Sihar Ramses Simatupang
http://www.sinarharapan.co.id/
Jakarta – Mereka yang terbiasa memadukan bahasa puitik dan bahasa deskriptif ala Ayu Utami, Nukila Amal, dan Linda Christanty akan menemukan kepincangan dalam membaca novel Lanang karya Yonathan Rahardjo.
Namun, abaikan itu semua maka lama-kelamaan kita akan terseret ke dalam irama penataan tegangan dan pengelolaan jaringan tematik yang pelik. Novel ini sesungguhnya mendalam, sangat imajinatif dan mengesankan.
Inilah pendapat pengamat filsafat yang juga guru besar di Fakultas Filsafat Universitas Katolik Parahyangan, Bambang Sugiharto mengomentari novel yang menjadi Juara Harapan II Lomba Novel Dewan Kesenian Jakarta 2006 lalu dalam diskusi yang digelar di Pusat Dokumentasi Sastra (PDS) HB Yassin, Jakarta, Senin (30/6).

## Materi yang Diberikan
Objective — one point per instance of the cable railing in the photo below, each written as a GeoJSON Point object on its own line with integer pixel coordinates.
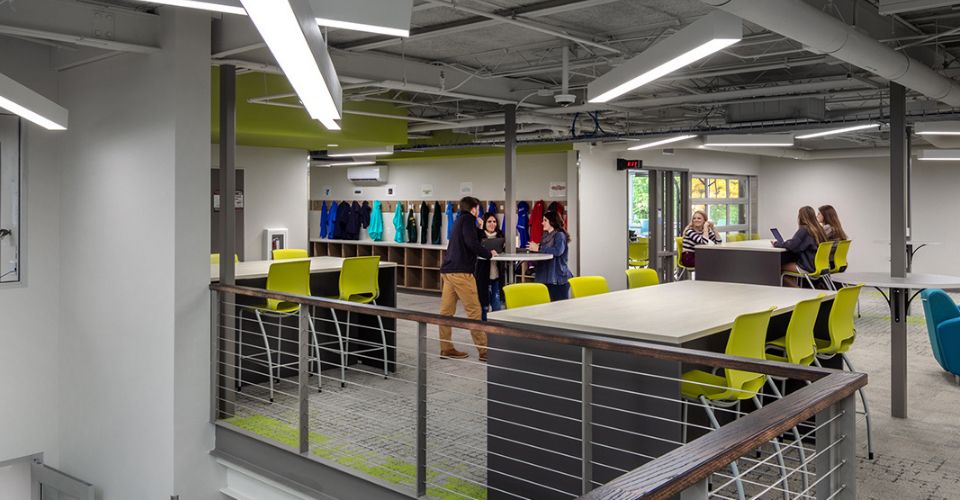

## Tugas Latihan
• a. Menurut bacaan tentang novel Lanang, penghargaan apa yang diraih novel tersebut?
• b. Salinlah dengan tepat bagian bacaan tentang novel Lanang, mulai dari "Sihar Ramses Simatupang" sampai dengan "Jakarta, Senin (30/6).".
• c. Tuliskan lanjutan bacaan tentang novel Lanang setelah kalimat terakhir yang tercantum.

## Jawaban
• a. Juara Harapan II Lomba Novel Dewan Kesenian Jakarta 2006.

• b.
Sihar Ramses Simatupang
http://www.sinarharapan.co.id/
Jakarta – Mereka yang terbiasa memadukan bahasa puitik dan bahasa deskriptif ala Ayu Utami, Nukila Amal, dan Linda Christanty akan menemukan kepincangan dalam membaca novel Lanang karya Yonathan Rahardjo.
Namun, abaikan itu semua maka lama-kelamaan kita akan terseret ke dalam irama penataan tegangan dan pengelolaan jaringan tematik yang pelik. Novel ini sesungguhnya mendalam, sangat imajinatif dan mengesankan.
Inilah pendapat pengamat filsafat yang juga guru besar di Fakultas Filsafat Universitas Katolik Parahyangan, Bambang Sugiharto mengomentari novel yang menjadi Juara Harapan II Lomba Novel Dewan Kesenian Jakarta 2006 lalu dalam diskusi yang digelar di Pusat Dokumentasi Sastra (PDS) HB Yassin, Jakarta, Senin (30/6).

• c.
Diskusi yang dimoderatori Ketua PDS, Endo Senggono itu dibuka dengan pembacaan secuplik bagian dari novel tersebut oleh A Badi AQT. Bambang kemudian memaparkan tema menarik, antara lain sebuah permainan ilusi terhadap beberapa persoalan.
Bambang menyorot kepribadian tokoh Dewi dan Putri yang berubah-ubah. Juga pandangan Lanang bahwa perselingkuhan tak berarti untuk cinta. Tapi di sisi lain, menurut Bambang, perselingkuhan bagi Lanang adalah sebagai lambang kejantanan termasuk lambang harga dirinya. Tapi bagi para perempuan, Lanang semata adalah pejantan. Menurut Bambang, inilah ilusi cinta yang berkembang berbeda dari setiap sudut pandang.
Bambang juga menyebutkan, tema ketiga yang ditangkapnya pada novel ini adalah tentang jaringan intrik rumit bisnis rekayasa genetika.
”Ada juga bisnis peternakan, kerumitan bioteknologi, transgenik, sebagai ekses penyakit. Ini adalah wilayah yang jarang dibicarakan di sastra Indonesia,” papar Bambang.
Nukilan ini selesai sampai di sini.